Report each line below that contains the string "white", copied in full.

Labeling and segmentation lines
↓↓↓

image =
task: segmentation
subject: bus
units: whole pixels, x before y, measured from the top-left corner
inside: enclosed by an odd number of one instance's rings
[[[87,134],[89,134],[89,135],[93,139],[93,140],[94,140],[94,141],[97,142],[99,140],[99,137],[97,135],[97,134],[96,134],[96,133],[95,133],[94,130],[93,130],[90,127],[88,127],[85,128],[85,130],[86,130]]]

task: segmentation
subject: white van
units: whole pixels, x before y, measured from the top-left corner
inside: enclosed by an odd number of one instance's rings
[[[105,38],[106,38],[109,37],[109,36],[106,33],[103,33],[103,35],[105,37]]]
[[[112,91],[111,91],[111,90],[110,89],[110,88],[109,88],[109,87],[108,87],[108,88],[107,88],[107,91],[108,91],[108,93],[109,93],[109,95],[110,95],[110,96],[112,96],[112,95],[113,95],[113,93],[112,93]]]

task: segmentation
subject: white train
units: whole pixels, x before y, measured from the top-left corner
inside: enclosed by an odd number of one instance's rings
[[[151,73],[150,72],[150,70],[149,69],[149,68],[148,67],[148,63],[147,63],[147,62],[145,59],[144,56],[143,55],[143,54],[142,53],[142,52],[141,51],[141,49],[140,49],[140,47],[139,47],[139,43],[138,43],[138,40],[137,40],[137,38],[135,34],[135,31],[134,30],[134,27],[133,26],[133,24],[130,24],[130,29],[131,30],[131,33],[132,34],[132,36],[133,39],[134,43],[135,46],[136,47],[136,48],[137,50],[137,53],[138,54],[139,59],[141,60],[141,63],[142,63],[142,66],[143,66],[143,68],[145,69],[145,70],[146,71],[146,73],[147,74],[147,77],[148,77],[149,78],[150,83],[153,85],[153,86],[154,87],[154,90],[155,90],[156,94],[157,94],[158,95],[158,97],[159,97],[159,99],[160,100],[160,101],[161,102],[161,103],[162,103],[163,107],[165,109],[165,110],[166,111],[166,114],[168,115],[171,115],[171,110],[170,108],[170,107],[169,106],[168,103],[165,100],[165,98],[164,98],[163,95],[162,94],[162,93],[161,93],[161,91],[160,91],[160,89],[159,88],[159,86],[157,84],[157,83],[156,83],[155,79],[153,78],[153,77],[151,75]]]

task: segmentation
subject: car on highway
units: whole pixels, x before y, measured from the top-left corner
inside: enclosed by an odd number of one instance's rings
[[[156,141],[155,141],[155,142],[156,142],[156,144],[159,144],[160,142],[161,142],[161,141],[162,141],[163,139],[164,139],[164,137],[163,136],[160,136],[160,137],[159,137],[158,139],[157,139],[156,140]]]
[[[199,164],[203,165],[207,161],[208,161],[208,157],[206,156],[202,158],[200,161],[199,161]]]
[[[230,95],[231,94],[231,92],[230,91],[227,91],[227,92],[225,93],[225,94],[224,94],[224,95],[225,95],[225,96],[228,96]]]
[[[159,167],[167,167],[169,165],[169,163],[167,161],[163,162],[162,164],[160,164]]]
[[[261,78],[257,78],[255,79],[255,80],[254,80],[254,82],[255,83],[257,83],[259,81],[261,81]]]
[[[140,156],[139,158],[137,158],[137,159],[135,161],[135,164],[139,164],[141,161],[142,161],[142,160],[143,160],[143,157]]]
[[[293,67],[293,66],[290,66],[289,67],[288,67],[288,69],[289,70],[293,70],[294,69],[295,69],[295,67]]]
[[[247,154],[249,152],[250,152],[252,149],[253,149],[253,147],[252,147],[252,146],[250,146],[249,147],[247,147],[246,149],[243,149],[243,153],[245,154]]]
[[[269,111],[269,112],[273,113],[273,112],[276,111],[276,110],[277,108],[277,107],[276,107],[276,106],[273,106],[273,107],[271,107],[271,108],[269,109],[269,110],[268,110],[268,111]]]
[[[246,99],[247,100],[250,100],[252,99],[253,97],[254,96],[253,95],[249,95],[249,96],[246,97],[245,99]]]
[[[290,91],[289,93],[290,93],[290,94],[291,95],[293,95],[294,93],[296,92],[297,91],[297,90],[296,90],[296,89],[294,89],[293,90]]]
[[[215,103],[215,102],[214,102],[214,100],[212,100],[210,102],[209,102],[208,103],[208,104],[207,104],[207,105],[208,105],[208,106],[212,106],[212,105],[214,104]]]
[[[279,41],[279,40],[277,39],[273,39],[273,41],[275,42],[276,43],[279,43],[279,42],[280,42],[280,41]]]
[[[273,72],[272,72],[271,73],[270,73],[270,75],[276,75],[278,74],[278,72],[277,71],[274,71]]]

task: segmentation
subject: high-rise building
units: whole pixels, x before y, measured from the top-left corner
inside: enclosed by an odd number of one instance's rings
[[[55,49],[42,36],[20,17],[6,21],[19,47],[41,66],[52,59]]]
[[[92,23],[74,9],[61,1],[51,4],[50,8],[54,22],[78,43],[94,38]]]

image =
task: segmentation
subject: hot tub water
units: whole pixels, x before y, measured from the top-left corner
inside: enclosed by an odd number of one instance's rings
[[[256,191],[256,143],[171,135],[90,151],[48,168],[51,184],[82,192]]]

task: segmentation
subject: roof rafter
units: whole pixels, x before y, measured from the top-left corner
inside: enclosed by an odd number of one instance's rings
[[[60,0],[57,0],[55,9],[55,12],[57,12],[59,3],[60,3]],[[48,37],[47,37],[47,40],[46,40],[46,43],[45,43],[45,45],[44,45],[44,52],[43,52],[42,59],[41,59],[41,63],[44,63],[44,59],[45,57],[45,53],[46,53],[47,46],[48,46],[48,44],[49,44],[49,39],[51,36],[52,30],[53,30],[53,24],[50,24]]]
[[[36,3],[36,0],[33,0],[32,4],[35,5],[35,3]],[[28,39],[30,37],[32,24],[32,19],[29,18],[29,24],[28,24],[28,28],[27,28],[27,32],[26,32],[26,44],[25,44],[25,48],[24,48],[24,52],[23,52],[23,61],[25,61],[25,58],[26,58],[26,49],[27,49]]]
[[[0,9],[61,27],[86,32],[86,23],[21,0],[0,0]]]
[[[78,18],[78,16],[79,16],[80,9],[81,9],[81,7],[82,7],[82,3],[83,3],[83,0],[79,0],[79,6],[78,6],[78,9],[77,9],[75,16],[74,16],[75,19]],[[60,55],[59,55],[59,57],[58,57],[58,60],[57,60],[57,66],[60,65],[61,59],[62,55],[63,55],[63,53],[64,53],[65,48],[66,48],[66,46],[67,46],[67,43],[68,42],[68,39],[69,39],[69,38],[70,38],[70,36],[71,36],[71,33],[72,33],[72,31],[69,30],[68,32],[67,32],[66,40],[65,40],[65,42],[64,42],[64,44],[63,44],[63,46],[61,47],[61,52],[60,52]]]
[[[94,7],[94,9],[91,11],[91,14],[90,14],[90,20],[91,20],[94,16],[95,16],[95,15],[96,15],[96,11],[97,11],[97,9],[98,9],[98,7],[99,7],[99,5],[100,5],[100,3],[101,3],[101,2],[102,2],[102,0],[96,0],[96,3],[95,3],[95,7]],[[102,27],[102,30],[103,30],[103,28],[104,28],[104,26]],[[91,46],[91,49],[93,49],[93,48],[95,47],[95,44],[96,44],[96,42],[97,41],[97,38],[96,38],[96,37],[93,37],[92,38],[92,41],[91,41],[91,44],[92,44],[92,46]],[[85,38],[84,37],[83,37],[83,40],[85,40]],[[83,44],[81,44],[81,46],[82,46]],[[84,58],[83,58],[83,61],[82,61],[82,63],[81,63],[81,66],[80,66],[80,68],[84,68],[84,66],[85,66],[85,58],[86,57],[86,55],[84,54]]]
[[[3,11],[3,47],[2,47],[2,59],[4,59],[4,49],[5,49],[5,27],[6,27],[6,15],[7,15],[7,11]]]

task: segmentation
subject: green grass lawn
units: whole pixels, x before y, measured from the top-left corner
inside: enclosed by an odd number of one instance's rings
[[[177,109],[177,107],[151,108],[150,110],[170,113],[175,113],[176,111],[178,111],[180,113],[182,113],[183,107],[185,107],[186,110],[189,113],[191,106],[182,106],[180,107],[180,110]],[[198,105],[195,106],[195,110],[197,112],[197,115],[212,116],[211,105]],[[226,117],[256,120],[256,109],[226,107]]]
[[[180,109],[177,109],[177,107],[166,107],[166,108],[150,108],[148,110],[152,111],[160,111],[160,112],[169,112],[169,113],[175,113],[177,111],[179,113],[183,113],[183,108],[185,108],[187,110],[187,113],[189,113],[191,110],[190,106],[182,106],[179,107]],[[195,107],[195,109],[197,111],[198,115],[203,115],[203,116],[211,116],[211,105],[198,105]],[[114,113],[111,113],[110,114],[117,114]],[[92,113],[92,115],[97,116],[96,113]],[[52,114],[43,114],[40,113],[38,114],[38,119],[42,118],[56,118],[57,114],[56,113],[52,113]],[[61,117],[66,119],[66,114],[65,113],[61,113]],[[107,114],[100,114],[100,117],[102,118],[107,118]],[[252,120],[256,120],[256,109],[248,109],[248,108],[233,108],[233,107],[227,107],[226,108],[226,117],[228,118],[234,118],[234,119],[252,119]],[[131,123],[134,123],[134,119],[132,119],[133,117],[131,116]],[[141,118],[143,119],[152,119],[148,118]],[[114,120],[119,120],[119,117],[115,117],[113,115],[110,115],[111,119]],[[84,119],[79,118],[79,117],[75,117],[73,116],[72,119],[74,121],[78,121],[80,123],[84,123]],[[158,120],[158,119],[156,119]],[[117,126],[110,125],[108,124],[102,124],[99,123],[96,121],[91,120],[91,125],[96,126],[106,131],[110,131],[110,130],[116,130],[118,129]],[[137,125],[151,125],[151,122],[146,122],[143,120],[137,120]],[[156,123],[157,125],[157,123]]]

↑↑↑

**THE RESULT:**
subject: white van
subject: white train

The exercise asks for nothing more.